SHORT PROBLEM: Write out the records word for word, with no pictures.

STORED DATA:
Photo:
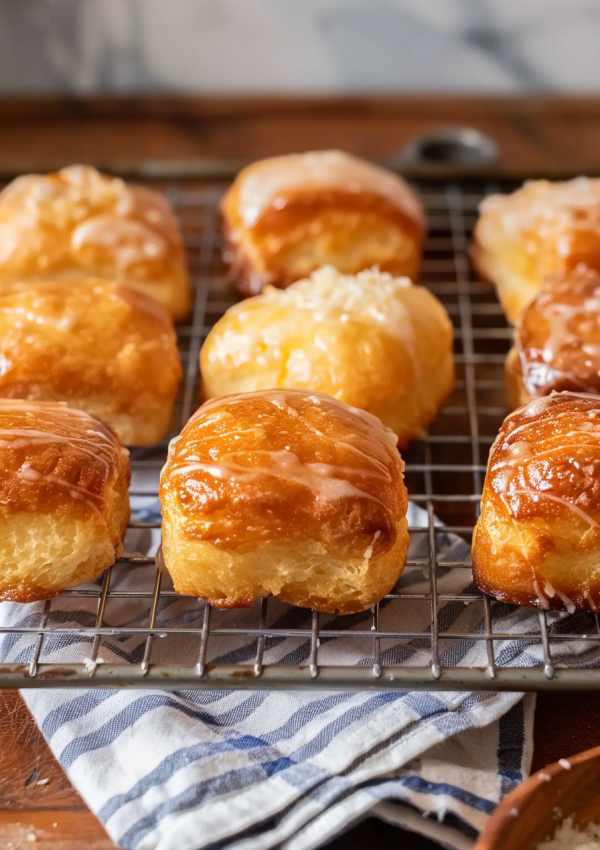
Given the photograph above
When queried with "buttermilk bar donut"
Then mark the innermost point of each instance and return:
(537, 541)
(370, 340)
(286, 493)
(543, 229)
(79, 223)
(288, 215)
(64, 504)
(99, 346)
(557, 340)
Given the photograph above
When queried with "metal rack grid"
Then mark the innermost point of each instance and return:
(168, 642)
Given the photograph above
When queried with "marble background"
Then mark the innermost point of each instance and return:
(83, 46)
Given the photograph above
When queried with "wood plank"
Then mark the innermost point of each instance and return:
(536, 135)
(565, 724)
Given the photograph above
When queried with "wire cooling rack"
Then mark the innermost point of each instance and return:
(157, 639)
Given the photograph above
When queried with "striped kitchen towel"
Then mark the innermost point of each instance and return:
(249, 770)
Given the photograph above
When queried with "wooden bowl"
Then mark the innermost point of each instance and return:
(528, 815)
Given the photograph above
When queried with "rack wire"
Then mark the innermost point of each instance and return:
(131, 629)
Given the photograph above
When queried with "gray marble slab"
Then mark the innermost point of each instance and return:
(86, 46)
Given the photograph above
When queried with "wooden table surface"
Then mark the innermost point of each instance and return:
(535, 135)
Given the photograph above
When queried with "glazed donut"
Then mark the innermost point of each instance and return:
(537, 541)
(288, 215)
(99, 346)
(542, 230)
(64, 504)
(372, 341)
(286, 493)
(557, 340)
(79, 223)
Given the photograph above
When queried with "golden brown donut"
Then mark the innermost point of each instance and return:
(542, 230)
(537, 541)
(99, 346)
(285, 493)
(370, 340)
(557, 340)
(288, 215)
(64, 505)
(79, 223)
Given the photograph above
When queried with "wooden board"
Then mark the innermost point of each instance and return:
(536, 136)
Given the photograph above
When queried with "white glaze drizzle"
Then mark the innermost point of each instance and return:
(128, 240)
(547, 206)
(377, 447)
(559, 316)
(320, 478)
(96, 443)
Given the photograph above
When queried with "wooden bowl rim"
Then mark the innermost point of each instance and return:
(502, 816)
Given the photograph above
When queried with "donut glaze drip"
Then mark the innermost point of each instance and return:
(290, 459)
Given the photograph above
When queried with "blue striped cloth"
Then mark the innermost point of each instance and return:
(254, 769)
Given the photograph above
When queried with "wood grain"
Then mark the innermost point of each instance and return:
(536, 135)
(565, 725)
(532, 812)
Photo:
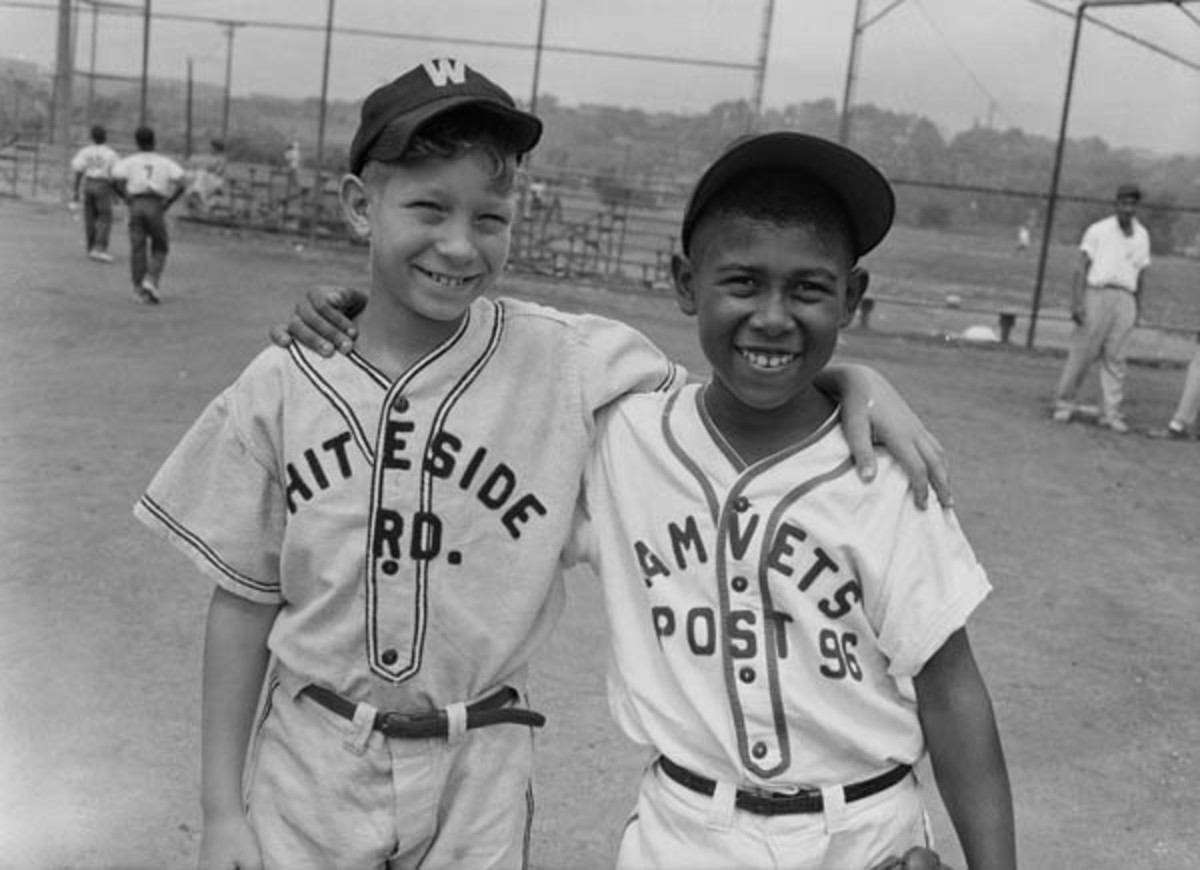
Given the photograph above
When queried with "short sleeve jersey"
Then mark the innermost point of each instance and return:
(766, 621)
(148, 172)
(95, 161)
(409, 529)
(1116, 258)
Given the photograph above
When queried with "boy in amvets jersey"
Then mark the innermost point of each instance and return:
(150, 184)
(93, 167)
(789, 639)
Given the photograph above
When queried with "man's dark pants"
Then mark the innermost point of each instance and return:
(148, 227)
(97, 213)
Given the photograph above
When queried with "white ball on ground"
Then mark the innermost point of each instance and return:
(979, 333)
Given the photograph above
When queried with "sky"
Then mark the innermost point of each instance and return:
(997, 63)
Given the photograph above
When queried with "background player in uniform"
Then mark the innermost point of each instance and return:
(93, 167)
(150, 183)
(787, 639)
(1105, 298)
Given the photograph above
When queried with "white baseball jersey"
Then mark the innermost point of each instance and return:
(95, 161)
(766, 621)
(148, 172)
(411, 529)
(1116, 258)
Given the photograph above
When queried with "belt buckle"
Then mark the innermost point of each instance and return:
(406, 724)
(774, 793)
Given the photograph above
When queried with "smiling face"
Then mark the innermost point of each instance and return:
(439, 231)
(771, 291)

SOLUTION FOR THIS EXERCISE:
Photo:
Given the photograph above
When queried with "buttermilk bar donut"
Then mark the innermost point of each instance and return:
(537, 541)
(370, 340)
(286, 493)
(543, 229)
(79, 223)
(288, 215)
(64, 504)
(99, 346)
(557, 340)
Given the photograph above
When queried with "metal rack grid"
Then mark the innermost point of each instance and return:
(168, 642)
Given the photograph above
When queried with "marble background"
Then mark the innermost point of each instance and return:
(83, 46)
Given the photograph above
When queried with "wood plank"
Then mark the innermost point of each instance and return:
(536, 135)
(565, 724)
Given the photograph above
When queried with "wire cooling rack"
Then mark the innermost point of each instance and return:
(157, 639)
Given the photograph above
When queried with "striped kitchen towel"
Then mark the innermost point of each instance and return:
(249, 770)
Given the photograph above
When queried with "wooden bowl"
Then mark the innermost point of each instance and return:
(528, 815)
Given the photograph above
When queried with "rack wire"
Then mark the innermost point of each instance and return:
(131, 629)
Given the photograph above
When queried with "gray marble slab"
Then mark the innermost point of each instance and return:
(86, 46)
Given the photograph above
When queried with "wooden table surface"
Then mark the innermost point of each instance and return:
(535, 135)
Given the photograph above
When queried with "glazed donut"
Then mark the innermost point of each instance and return:
(537, 541)
(288, 215)
(99, 346)
(542, 230)
(64, 504)
(372, 341)
(286, 493)
(557, 340)
(79, 223)
Given the photograph above
When queried with "golden brown donut"
Then mark the innermost point of each instance and return:
(542, 230)
(537, 541)
(99, 346)
(285, 493)
(370, 340)
(557, 340)
(288, 215)
(64, 505)
(79, 223)
Given the photograph above
When queried with "wooden board"
Then mark the innermost point of each instance and return:
(536, 136)
Given the photograph above
When queried with "white glaze drizzle"
Then mark the innermost point of each instance and return:
(128, 240)
(547, 206)
(377, 447)
(559, 316)
(320, 478)
(96, 443)
Given the photograph above
When queried with "wooden bowl rim"
Then mark the innermost point of each instance and return:
(502, 816)
Given the photograph above
When queried with "donut glaze drip"
Then mark the innermost point of each instance and return:
(290, 459)
Given the photograph above
When queried with "blue striped cloth"
Then mark the innermost point of each instance and return:
(254, 769)
Given the photograph above
When queried with "wood grain"
Then mark the innermost point of each instance and return:
(536, 135)
(565, 725)
(532, 812)
Photo:
Given the photograph above
When queried with "short sleeve jersey"
Then mark the innermost point of each instance and return:
(766, 621)
(148, 172)
(95, 161)
(409, 529)
(1116, 258)
Given the photograph above
When queried with "boy in amvets jersey"
Then mark the innermost point of each instance and return:
(150, 184)
(93, 167)
(789, 639)
Given the photograph above
When queried with "man's dark pants"
Then mark the innermost point of each instance and return:
(148, 227)
(97, 213)
Given the photograph above
When queried with "white ball on ground"
Then mark the innermost point of each instance and return:
(979, 333)
Given the photograph above
When queried with "sky"
Then mark the innermost point of each instance and return:
(997, 63)
Given the photograph above
When queried with "background player in uniform"
Then mark the innermost point of each instance and return:
(93, 167)
(150, 183)
(787, 639)
(1105, 298)
Given the photograph above
When queried with "white baseball jersey"
Then mark the innermost point of each instance and return:
(95, 161)
(766, 621)
(148, 172)
(411, 529)
(1116, 258)
Given the photograph above
When queried with "belt buckle"
Then mark the innermost point of each instance and return:
(406, 724)
(774, 793)
Given the photograph above
When queried with "smiling face"
Then mark the innermost point of each instance and return:
(439, 231)
(771, 291)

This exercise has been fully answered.